== SELECTION

HSDFF interim director talks film scene

The Sentinel-Record/Richard Rasmussen FILMMAKING SCENE: Hot Springs Documentary Film Festival Interim Director Jennifer Gerber, right, talks to Oaklawn Rotary Club member Lee Kathryn Hall before speaking to the group at its weekly meeting at The Hotel Hot Springs & Spa on Monday.
The Sentinel-Record/Richard Rasmussen FILMMAKING SCENE: Hot Springs Documentary Film Festival Interim Director Jennifer Gerber, right, talks to Oaklawn Rotary Club member Lee Kathryn Hall before speaking to the group at its weekly meeting at The Hotel Hot Springs & Spa on Monday.

Hot Springs native Jennifer Gerber, interim executive director of the Hot Springs Documentary Film Festival, found her passion for acting and the arts in high school, and now it has brought her back home to her roots.

Gerber spoke to Oaklawn Rotary Club members on Monday about her past, this year's festival, and other things happening in the city and state's filmmaking scene.

"I really wanted to be part of telling stories that affected different groups of people at the same time. That's where I connected with theater," Gerber, a graduate of Lake Hamilton High School, told the Rotarians during their weekly meeting at The Hotel Hot Springs & Spa.

====

EXERCISE 1
Rewrite the records as a numbered list, starting with the line that contains "Exercise. Identify the earlobe" and going on through the end of the records, with blank lines left out.
EXERCISE 2
Write the next part of the article about the film festival director's talk to the Rotary Club, picking up after its last sentence.

== MATERIALS PROVIDED

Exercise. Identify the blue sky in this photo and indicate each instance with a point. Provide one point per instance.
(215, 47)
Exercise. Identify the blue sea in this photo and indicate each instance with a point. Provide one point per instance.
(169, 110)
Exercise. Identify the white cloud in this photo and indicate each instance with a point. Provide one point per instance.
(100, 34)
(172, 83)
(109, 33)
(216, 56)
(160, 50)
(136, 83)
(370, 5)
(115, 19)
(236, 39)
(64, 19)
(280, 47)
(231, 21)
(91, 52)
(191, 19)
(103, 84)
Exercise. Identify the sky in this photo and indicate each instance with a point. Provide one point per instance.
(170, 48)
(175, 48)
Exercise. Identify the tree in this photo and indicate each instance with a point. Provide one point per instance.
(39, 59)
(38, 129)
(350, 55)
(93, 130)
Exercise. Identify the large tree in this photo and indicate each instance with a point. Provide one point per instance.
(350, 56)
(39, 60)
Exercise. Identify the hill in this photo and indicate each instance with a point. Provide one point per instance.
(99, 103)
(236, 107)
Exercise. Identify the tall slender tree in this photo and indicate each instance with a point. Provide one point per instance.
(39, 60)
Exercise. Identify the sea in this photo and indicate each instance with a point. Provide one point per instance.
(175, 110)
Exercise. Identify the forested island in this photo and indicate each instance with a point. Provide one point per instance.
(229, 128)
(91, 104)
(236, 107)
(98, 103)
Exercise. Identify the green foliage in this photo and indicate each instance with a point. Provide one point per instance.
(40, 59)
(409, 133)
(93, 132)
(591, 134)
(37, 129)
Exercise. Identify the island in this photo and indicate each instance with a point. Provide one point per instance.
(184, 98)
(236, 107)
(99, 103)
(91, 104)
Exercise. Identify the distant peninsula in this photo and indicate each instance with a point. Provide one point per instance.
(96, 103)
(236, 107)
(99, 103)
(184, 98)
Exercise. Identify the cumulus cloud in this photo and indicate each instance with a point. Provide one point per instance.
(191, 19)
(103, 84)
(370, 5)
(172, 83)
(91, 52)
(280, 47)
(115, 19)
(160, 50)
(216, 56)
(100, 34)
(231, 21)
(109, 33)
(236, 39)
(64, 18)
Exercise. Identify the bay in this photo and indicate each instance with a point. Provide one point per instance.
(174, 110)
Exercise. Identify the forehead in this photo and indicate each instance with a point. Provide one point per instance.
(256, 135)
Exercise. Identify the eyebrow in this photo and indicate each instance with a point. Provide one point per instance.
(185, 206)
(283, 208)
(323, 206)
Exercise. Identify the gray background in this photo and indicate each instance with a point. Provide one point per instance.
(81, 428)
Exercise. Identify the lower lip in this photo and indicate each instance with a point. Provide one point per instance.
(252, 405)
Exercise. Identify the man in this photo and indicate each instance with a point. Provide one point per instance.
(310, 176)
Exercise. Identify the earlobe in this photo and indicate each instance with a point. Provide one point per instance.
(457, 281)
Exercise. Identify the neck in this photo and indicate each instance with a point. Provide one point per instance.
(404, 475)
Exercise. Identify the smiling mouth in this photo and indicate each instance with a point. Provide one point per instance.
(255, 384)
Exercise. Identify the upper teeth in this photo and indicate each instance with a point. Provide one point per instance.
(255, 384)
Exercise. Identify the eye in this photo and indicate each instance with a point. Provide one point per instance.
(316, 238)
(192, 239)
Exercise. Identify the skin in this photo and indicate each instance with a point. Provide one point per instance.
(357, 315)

====

OUTPUT 1
1. Exercise. Identify the earlobe in this photo and indicate each instance with a point. Provide one point per instance.
2. (457, 281)
3. Exercise. Identify the neck in this photo and indicate each instance with a point. Provide one point per instance.
4. (404, 475)
5. Exercise. Identify the smiling mouth in this photo and indicate each instance with a point. Provide one point per instance.
6. (255, 384)
7. Exercise. Identify the upper teeth in this photo and indicate each instance with a point. Provide one point per instance.
8. (255, 384)
9. Exercise. Identify the eye in this photo and indicate each instance with a point. Provide one point per instance.
10. (316, 238)
11. (192, 239)
12. Exercise. Identify the skin in this photo and indicate each instance with a point. Provide one point per instance.
13. (357, 315)

OUTPUT 2
Out of high school, she booked her first job in Nashville and said she was "blown away" by the way movies were made and seeing a production in action.

On her first day on set, she said, "I spent the rest of the day after my scene was finished watching the director, watching the crew, and I asked a member on set, 'How do you learn how to do this?' And they said, 'Well, I went to this school in Chicago.' Within a month I had moved myself to Chicago and started attending that school, and the rest is history."

Gerber spent almost 10 years in Chicago working for commercial production companies. She also worked as a first assistant director, which she describes as "the person holding the megaphone, bossing everyone around and kind of controlling the schedule of the set, making sure everything happens on time and on schedule."

She said she was living the dream while working in Chicago but still felt something was missing because she wasn't yet telling her own stories. She then moved to New York to attend Columbia University for graduate school and said that was a life-changing experience for her.

"I was studying with Oscar-winning filmmakers that were teaching me how to make a movie. What Columbia really did for me is they really pushed personal stories. They want you to tell stories that only you can tell, and that's where I really reconnected with my roots in Arkansas," Gerber said. "I was finding in New York that whenever I would talk about my stories from growing up (in Hot Springs) that people wanted to hear them. So I started writing all these scripts and important stories that I think need to be told from a community that's truly underrepresented. So that's what brought me back here."

The last job Gerber had in New York before returning to Hot Springs was working for actor James Franco as his assistant director.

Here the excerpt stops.